(Detection annotation records)
- - - - -

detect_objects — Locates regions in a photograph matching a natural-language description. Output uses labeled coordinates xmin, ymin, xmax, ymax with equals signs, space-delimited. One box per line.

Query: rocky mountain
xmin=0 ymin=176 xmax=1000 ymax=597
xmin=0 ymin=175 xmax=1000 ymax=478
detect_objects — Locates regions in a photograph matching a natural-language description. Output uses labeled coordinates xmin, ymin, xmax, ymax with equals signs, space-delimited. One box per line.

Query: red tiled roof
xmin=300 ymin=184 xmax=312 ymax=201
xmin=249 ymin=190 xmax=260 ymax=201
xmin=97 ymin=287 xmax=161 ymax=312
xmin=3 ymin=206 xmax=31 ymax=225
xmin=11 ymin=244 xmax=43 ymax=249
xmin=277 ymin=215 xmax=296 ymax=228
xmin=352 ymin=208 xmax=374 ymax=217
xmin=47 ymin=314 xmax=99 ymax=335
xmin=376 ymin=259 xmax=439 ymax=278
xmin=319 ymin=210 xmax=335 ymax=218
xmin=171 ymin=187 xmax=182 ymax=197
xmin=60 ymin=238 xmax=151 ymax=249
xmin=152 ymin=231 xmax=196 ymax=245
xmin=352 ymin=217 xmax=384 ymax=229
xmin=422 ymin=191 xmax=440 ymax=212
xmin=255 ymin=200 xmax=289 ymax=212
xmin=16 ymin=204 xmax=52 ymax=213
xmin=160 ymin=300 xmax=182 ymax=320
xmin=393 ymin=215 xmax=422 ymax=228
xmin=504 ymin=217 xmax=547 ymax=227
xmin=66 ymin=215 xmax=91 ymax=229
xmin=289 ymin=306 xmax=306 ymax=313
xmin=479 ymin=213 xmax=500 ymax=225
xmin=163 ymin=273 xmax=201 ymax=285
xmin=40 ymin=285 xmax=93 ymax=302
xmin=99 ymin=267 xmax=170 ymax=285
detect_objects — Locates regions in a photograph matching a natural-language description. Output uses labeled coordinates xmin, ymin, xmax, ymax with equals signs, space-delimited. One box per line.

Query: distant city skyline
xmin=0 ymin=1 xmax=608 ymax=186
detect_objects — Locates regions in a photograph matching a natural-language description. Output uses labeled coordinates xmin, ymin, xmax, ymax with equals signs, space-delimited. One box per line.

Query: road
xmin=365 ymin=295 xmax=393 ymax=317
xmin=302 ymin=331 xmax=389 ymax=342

- - - - -

Challenge: Rewrite the data above with "space-delimited" changed to "space-separated" in every occurrence, keeping everything else the same.

Finished task:
detect_objects — Locates regions in a photograph matching a natural-language description. Output uses labeled coordinates xmin, ymin, xmax, ymax with equals signs, space-separated. One box per line.

Query: rocky mountain
xmin=0 ymin=176 xmax=1000 ymax=597
xmin=0 ymin=175 xmax=1000 ymax=478
detect_objects — Locates regions in a photograph matching a natural-language description. Output uses labeled coordinates xmin, ymin, xmax, ymax with equals signs, space-separated. One box per line.

Query: red tiled roof
xmin=300 ymin=184 xmax=312 ymax=201
xmin=249 ymin=190 xmax=260 ymax=201
xmin=97 ymin=287 xmax=161 ymax=312
xmin=3 ymin=206 xmax=31 ymax=225
xmin=11 ymin=244 xmax=43 ymax=249
xmin=277 ymin=215 xmax=296 ymax=228
xmin=352 ymin=208 xmax=374 ymax=217
xmin=47 ymin=314 xmax=99 ymax=335
xmin=376 ymin=259 xmax=439 ymax=278
xmin=319 ymin=210 xmax=335 ymax=218
xmin=171 ymin=187 xmax=182 ymax=197
xmin=60 ymin=238 xmax=151 ymax=249
xmin=152 ymin=231 xmax=196 ymax=245
xmin=352 ymin=217 xmax=384 ymax=229
xmin=422 ymin=191 xmax=440 ymax=212
xmin=255 ymin=200 xmax=289 ymax=212
xmin=16 ymin=204 xmax=52 ymax=213
xmin=160 ymin=300 xmax=182 ymax=320
xmin=393 ymin=215 xmax=422 ymax=228
xmin=504 ymin=217 xmax=547 ymax=227
xmin=66 ymin=215 xmax=91 ymax=229
xmin=289 ymin=306 xmax=306 ymax=313
xmin=479 ymin=213 xmax=500 ymax=225
xmin=163 ymin=273 xmax=201 ymax=285
xmin=40 ymin=285 xmax=93 ymax=302
xmin=99 ymin=267 xmax=170 ymax=285
detect_objects — Locates regions in a photograph matching a natural-language description. Output uses labeled coordinates xmin, ymin, xmax, ymax with equals signs, space-separated. One box per line.

Query: distant city skyline
xmin=0 ymin=1 xmax=608 ymax=186
detect_objects — Locates regions in a photograph matching a natural-language description. Output uses labeled coordinates xmin, ymin, xmax, ymax with equals signs, space-separated. One box per line.

Query: road
xmin=365 ymin=295 xmax=393 ymax=317
xmin=302 ymin=331 xmax=389 ymax=342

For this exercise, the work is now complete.